**Request 1:**
Could you print the passage of the book review starting with "107 reviews23 followers" and going on through "from this angle.", word for word?

107 reviews23 followers
January 20, 2026
This is a very decent overview of European economic history since 1945. It is written from an American perspective and is heavily centered around an Atlantic view, which is the most appropriate way of writing about Europe after 1945. It is especially good because Eichengreen is a financial historian and brings much insights from this angle.

In essence, Eichengreen argues that large European growth after 1945 was done through “catch-up” growth to the US economy, after 30 years of intense destruction and lagging implementation of new production methods (most notably the belated incorporation of the Fordist factory). Convergence happened because the US allowed for technological export and trade integration, in exchange for political loyalty in the context of the Cold War. Europe grew faster than the US and was able to close the gap. Eichengreen often refers to “extensive growth”, meaning growth “based on capital formation and the existing stock of technological knowledge. It is the process of raising output by putting more people to work at familiar tasks and raising labor productivity by building more factories along the lines of existing factories.” (p. 6).

This process of “extensive growth” was facilitated by solidaristic trade unions, employers associations, growth-minded governments working together to mobilise savings, finance investments, and stabilize wages to ensure full employment (according to Eichengreen, it also had a history in the fascist-corporatist recent past of Europe). A larger role was taken up by government, who could easily oversee this catching up process (as it was fairly easy to decide what had to be implemented). Fast growth was done by freeing labor from agriculture into new avenues of industry and services. In Belgium though, this was initially channeled into declining industries (coal, metallurgy, glass… in which global competition was intense), resulting in low profits.

The role of America to create a new global economy was essential. In 1947, all European dollar and gold reserves were depleted, what was left had to be devoted to importing food. Borrowing abroad was hard because of the incertain political situation and the bad performance of interwar loans. The solution was found with the Marshallplan, which was agreed by the US despite that it might discriminate against its own US exports. It strengthened the hand of moderates (in a period where a lot of communists were in government), and convinced the French Socialists that the US was a better partner than the USSR (and in Belgium, it quickly led to the dismissal of communists from government). It also lead to a first integration of the European states, in which Germany had to be stabilized and rebuilt as the heart of the Euroepan economy.

**Given records:**

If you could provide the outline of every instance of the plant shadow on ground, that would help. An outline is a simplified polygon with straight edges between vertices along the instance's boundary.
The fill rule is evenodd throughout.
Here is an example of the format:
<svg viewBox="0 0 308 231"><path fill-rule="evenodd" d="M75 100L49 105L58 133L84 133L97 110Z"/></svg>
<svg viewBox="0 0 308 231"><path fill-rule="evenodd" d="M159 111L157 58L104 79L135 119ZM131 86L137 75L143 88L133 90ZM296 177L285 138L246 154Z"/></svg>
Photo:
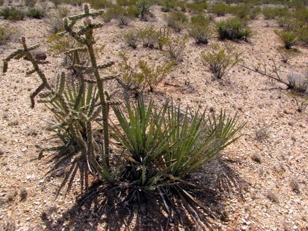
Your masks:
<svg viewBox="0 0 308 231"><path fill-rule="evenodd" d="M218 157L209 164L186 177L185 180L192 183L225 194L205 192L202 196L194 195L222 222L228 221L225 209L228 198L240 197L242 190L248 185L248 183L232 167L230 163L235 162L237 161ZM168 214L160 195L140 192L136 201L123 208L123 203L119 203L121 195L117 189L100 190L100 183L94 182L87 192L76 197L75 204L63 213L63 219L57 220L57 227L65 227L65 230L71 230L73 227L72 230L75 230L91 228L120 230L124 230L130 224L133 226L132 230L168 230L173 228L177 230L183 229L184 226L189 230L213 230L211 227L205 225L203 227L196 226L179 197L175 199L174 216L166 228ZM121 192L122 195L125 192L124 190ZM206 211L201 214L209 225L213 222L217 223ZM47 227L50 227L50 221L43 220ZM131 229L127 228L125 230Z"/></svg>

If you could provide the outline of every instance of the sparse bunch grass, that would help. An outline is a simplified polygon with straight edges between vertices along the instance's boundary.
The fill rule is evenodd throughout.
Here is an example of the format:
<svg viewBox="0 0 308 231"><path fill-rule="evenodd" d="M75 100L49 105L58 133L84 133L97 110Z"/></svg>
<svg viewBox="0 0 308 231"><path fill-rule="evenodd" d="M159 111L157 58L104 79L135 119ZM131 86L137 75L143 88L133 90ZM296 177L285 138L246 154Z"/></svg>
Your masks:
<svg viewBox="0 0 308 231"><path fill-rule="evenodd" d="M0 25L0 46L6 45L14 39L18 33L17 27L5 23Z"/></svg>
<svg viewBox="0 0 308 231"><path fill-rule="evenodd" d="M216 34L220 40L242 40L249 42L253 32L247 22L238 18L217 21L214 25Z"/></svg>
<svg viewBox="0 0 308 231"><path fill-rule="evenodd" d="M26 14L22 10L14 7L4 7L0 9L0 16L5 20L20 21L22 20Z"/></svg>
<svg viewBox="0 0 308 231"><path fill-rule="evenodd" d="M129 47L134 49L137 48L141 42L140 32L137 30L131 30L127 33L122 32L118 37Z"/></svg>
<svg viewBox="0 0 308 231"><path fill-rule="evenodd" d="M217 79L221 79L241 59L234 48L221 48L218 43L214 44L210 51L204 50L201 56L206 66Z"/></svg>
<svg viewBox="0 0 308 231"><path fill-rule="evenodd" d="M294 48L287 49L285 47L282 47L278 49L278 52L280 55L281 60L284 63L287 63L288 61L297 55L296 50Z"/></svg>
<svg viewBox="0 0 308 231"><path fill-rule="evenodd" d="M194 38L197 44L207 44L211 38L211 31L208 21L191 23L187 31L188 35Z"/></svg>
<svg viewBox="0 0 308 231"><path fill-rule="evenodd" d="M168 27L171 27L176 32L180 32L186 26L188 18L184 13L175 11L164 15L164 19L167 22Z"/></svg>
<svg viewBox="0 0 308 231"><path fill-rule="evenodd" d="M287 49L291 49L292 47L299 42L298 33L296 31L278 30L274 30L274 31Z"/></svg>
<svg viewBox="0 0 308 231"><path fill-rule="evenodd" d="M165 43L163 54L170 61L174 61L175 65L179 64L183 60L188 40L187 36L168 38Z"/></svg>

* * *

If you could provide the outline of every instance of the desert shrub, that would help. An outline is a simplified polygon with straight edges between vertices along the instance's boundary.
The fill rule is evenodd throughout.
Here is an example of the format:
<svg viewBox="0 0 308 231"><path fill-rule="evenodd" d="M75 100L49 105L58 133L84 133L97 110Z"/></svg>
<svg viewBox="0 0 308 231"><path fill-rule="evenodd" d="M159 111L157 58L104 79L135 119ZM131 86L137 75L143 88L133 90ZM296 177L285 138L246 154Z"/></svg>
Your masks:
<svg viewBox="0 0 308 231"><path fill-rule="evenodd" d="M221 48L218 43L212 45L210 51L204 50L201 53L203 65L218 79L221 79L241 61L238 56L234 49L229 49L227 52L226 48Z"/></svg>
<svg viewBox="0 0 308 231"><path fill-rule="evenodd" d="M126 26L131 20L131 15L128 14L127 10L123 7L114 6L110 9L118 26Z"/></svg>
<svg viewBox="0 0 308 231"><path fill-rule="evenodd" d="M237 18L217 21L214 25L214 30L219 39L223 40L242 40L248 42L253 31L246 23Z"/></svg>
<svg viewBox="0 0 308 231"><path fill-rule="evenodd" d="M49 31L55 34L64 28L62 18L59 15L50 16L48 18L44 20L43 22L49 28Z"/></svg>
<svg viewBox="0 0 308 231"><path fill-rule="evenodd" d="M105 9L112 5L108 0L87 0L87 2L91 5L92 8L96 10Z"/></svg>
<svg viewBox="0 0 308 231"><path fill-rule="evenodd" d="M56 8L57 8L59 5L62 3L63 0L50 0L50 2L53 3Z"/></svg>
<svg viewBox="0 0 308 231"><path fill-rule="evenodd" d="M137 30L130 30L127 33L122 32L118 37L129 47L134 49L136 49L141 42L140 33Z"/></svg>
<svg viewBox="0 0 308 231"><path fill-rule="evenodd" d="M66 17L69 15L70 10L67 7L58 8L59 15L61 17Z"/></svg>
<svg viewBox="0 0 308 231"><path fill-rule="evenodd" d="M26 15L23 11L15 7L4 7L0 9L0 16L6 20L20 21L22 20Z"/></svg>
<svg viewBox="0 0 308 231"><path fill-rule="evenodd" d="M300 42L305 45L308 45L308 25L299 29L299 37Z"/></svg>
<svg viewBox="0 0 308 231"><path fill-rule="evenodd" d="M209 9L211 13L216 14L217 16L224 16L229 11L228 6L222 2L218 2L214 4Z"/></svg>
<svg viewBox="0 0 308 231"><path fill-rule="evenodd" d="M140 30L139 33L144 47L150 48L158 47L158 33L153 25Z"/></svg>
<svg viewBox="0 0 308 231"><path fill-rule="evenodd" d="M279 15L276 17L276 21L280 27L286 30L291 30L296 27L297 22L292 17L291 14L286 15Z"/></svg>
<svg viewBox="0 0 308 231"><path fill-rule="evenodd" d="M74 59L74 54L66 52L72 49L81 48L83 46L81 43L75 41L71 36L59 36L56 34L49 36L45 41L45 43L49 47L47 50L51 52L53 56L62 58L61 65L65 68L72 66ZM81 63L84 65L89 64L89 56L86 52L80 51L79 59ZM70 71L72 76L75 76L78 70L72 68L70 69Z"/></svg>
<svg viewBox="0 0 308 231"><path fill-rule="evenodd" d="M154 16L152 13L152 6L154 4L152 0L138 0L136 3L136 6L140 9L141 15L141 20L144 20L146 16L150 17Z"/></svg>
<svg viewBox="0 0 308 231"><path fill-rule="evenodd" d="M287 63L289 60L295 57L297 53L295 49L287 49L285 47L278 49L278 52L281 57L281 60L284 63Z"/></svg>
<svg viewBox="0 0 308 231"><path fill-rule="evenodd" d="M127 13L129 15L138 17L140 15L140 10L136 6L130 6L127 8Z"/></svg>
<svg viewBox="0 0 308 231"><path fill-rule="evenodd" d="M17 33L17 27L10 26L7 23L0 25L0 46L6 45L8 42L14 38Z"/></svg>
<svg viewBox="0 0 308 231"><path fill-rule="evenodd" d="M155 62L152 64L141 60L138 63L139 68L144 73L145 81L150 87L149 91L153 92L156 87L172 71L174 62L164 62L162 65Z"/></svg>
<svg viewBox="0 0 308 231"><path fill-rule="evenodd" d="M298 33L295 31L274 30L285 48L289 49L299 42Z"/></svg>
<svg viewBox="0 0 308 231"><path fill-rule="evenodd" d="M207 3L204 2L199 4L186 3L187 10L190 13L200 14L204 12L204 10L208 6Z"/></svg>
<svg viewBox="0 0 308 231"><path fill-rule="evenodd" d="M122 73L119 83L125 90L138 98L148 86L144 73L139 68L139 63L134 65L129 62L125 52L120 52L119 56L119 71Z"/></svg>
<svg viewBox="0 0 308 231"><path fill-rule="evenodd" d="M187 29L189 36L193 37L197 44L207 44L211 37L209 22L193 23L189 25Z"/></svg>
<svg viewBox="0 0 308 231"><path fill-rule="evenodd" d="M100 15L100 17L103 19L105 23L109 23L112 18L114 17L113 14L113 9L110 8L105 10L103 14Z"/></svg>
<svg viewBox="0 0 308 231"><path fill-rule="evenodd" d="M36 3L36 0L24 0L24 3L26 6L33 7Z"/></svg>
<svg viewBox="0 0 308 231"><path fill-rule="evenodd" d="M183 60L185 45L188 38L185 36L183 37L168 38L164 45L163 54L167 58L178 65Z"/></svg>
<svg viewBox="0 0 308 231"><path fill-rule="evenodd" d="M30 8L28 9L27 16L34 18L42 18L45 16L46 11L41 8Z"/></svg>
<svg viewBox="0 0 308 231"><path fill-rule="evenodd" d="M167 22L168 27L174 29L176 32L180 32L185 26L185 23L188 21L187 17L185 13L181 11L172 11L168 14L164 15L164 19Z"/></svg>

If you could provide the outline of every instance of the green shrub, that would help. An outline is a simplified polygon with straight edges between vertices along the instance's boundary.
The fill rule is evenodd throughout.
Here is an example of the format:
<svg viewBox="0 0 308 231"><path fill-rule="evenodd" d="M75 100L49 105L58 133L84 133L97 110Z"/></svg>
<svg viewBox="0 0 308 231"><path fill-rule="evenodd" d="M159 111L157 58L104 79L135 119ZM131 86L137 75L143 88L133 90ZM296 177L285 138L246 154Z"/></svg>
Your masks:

**Request 2:**
Can you give the records again, starting with the line with "of the sparse" and going on through the line with "14L22 10L14 7L4", with "instance" substituted by "occurrence" and nothing else changed? Reproduce only those lines.

**Task output 1:**
107 reviews23 followers
January 20, 2026
This is a very decent overview of European economic history since 1945. It is written from an American perspective and is heavily centered around an Atlantic view, which is the most appropriate way of writing about Europe after 1945. It is especially good because Eichengreen is a financial historian and brings much insights from this angle.

**Task output 2:**
If you could provide the outline of every occurrence of the sparse bunch grass, that would help. An outline is a simplified polygon with straight edges between vertices along the occurrence's boundary.
The fill rule is evenodd throughout.
Here is an example of the format:
<svg viewBox="0 0 308 231"><path fill-rule="evenodd" d="M75 100L49 105L58 133L84 133L97 110Z"/></svg>
<svg viewBox="0 0 308 231"><path fill-rule="evenodd" d="M159 111L157 58L104 79L135 119ZM131 86L137 75L143 88L133 90ZM296 177L285 138L246 154Z"/></svg>
Your masks:
<svg viewBox="0 0 308 231"><path fill-rule="evenodd" d="M0 25L0 46L6 45L14 39L18 33L17 27L5 23Z"/></svg>
<svg viewBox="0 0 308 231"><path fill-rule="evenodd" d="M216 34L220 40L242 40L249 42L253 32L247 22L238 18L217 21L214 25Z"/></svg>
<svg viewBox="0 0 308 231"><path fill-rule="evenodd" d="M26 14L22 10L14 7L4 7L0 9L0 16L5 20L20 21L22 20Z"/></svg>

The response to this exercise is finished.